» **Written request 1**
In the rows below, reproduce the part that opens with the line containing "Target: cake crumb" and closes with the line containing "[652, 1065, 754, 1137]", requests included, and add 10 to every bounding-box coordinate in the answers.

» **Text to read**
============================================================

Outing AI: Beyond the Turing Test - dreamweapon
http://opinionator.blogs.nytimes.com/2015/02/23/outing-a-i-beyond-the-turing-test

======
DanAndersen
(more-or-less reposting the comment I had posted on the article, apologies if
that's against HN rules)

I'm of two minds about this article. On the one hand, I think it does a great
job of emphasizing that AI can turn out to be really different from humanity,
and may not end up like a "human-in-a-box" like typical popular culture
imagines AI. You don't get human values for free in any intelligence; the
space of all possible minds is huge, and the space of minds that is human-like
is very small.

However, I think the author fails in truly appreciating just how different an
AI could be. I think there's a sort of Star Trek style of thinking about other
types of intelligence, where aliens are humans except for bumpy foreheads and
behavior that is still plausible for some hypothetical human culture. The
article's emphasis on rights-based Enlightenment-style universalism still
makes a lot of assumptions about the similarity of all possible minds.

I'd encourage him to read Eliezer Yudkowsky's article "Value is Fragile" (
[http://lesswrong.com/lw/y3/value_is_fragile/](http://lesswrong.com/lw/y3/value_is_fragile/)
) :

\---

>We can't relax our grip on the future - let go of the steering wheel - and
still end up with anything of value.

============================================================

Box-labeled dataset extracts:
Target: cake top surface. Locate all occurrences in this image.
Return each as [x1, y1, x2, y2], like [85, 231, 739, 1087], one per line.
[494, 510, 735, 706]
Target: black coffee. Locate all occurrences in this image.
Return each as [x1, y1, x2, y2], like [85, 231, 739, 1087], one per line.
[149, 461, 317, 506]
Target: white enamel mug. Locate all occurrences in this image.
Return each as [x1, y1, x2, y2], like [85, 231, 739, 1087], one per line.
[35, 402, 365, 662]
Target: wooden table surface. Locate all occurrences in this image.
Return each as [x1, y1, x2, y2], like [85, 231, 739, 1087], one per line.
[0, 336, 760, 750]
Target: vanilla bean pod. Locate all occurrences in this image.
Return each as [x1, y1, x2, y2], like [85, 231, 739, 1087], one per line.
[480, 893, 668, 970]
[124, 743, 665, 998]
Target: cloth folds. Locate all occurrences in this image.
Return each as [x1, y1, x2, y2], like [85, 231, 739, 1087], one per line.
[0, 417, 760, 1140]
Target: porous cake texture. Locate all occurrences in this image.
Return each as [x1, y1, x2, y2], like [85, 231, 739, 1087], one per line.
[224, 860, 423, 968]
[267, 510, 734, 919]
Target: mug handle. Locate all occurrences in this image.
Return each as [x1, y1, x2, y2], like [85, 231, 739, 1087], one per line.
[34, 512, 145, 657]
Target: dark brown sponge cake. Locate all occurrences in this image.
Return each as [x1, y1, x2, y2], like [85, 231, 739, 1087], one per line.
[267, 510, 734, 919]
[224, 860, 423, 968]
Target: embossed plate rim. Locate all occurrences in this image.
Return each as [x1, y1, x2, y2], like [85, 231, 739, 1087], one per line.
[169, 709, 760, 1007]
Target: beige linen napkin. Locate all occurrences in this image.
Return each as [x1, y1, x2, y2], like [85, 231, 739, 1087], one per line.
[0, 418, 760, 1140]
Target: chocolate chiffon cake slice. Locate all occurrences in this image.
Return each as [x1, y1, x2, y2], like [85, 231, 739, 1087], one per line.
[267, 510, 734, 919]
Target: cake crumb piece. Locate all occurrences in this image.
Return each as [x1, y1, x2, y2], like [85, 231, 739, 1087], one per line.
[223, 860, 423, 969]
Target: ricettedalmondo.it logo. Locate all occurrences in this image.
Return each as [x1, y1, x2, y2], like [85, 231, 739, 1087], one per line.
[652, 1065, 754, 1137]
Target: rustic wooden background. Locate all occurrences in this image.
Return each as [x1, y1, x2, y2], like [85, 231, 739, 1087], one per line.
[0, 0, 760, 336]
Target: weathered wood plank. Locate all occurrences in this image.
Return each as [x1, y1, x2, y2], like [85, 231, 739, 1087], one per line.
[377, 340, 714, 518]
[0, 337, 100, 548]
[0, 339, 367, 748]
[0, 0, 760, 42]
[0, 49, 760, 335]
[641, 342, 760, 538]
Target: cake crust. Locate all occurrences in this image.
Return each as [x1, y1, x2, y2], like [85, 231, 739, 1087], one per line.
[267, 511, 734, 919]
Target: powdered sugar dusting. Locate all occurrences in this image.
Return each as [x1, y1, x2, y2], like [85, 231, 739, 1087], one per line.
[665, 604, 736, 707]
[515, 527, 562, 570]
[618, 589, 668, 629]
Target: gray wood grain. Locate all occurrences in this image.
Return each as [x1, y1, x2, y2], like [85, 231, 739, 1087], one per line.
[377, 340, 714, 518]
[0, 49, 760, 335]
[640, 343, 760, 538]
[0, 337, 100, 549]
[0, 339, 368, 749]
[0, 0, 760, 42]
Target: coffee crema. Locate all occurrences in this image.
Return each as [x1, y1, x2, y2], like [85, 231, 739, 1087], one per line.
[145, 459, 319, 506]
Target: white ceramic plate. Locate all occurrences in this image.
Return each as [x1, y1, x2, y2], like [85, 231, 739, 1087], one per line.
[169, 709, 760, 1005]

============================================================

» **Written request 2**
From the discussion thread above, write out the part that opens with the words "I'm of two minds" and closes with "is very small.", renaming "space" to "range" throughout.

» **Task response 1**
Target: cake crumb piece. Locate all occurrences in this image.
Return each as [x1, y1, x2, y2], like [85, 231, 739, 1087], one per line.
[233, 870, 433, 979]
Target: ricettedalmondo.it logo. Locate all occurrences in this image.
Return each as [x1, y1, x2, y2], like [85, 231, 739, 1087], one per line.
[662, 1075, 764, 1147]

» **Task response 2**
I'm of two minds about this article. On the one hand, I think it does a great
job of emphasizing that AI can turn out to be really different from humanity,
and may not end up like a "human-in-a-box" like typical popular culture
imagines AI. You don't get human values for free in any intelligence; the
range of all possible minds is huge, and the range of minds that is human-like
is very small.